Personal information
- Full name: Thomas James Price
- Born: 2 January 2000 (age 26) Oxford, Oxfordshire, England
- Batting: Right-handed
- Bowling: Right-arm medium
- Role: All-rounder
- Relations: Ollie Price (brother)

Domestic team information
- 2019–2025: Gloucestershire (squad no. 53)
- 2026–: Sussex (squad no. 53)
- First-class debut: 1 August 2020 Gloucestershire v Worcestershire
- List A debut: 30 June 2019 Gloucestershire v Australia A

Career statistics
| Competition | FC | LA | T20 |
| Matches | 42 | 19 | 15 |
| Runs scored | 1,541 | 286 | 97 |
| Batting average | 29.07 | 20.42 | 10.77 |
| 100s/50s | 1/8 | 0/1 | 0/0 |
| Top score | 109 | 55 | 25 |
| Balls bowled | 5,862 | 853 | 204 |
| Wickets | 115 | 19 | 5 |
| Bowling average | 29.27 | 42.52 | 62.80 |
| 5 wickets in innings | 5 | 0 | 0 |
| 10 wickets in match | 1 | 0 | 0 |
| Best bowling | 8/27 | 4/26 | 1/10 |
| Catches/stumpings | 13/– | 7/– | 9/– |
- Source: Cricinfo, 26 September 2026

= Tom Price (cricketer) =

English cricketer (born 2000)

Thomas James Price (born 2 January 2000) is an English cricketer.

==Personal==
Price was educated at Magdalen College School and Durham University.

==Career==
Price played youth team cricket for Great & Little Tew Cricket Club in Oxfordshire, and represented the county at age-group level before joining the academy at Gloucestershire. He signed his first professional contract with Gloucestershire in January 2020, having made his List A debut for the club on 30 June 2019, in a match against Australia A. He made his first-class debut on 1 August 2020 against Worcestershire in the 2020 Bob Willis Trophy, taking one wicket in the first innings and collecting a pair with the bat. He made his Twenty20 debut on 29 May 2022, for Gloucestershire against the Sri Lanka Cricket Development XI during their tour of England.

On 20 April 2023, in the County Championship match against Worcestershire, Price scored his maiden first-class century, along with taking a hat-trick. With this, he also became the first cricketer in the history of first-class cricket to score a century and take a hat-trick on the same day.

In July 2025, it was announced that Price would be joining Sussex on a three-year contract at the end of the season.

-- DATA EXTRACT --

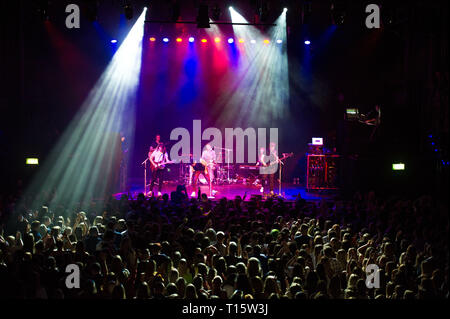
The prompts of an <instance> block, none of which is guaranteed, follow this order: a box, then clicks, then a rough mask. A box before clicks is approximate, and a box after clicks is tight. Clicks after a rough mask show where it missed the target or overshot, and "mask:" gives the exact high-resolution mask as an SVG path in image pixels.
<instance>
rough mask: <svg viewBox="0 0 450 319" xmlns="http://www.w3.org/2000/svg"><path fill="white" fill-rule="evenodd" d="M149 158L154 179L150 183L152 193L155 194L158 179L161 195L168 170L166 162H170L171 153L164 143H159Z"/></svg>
mask: <svg viewBox="0 0 450 319" xmlns="http://www.w3.org/2000/svg"><path fill="white" fill-rule="evenodd" d="M149 160H150V163H151V169H152V180H151V183H150V194H153V186H155V182H156V180H158V196H161V188H162V184H163V180H164V179H163V177H164V173H165V171H166V167H165V164H168V163H170V161H169V155H168V154H167V151H166V147H165V146H164V144H163V143H159V144H158V146H157V147H156V149H155V150H154V151H153V153H151V154H150V156H149Z"/></svg>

-- DIRECTIONS --
1) Copy the passage of the Tom Price text that begins with the words "On 20 April" and ends with the words "the same day.".
2) List every opposing team named in the "Career" section of the Tom Price text.

-- SOLVED TASKS --
1)
On 20 April 2023, in the County Championship match against Worcestershire, Price scored his maiden first-class century, along with taking a hat-trick. With this, he also became the first cricketer in the history of first-class cricket to score a century and take a hat-trick on the same day.

2)
Australia A
Worcestershire
Sri Lanka Cricket Development XI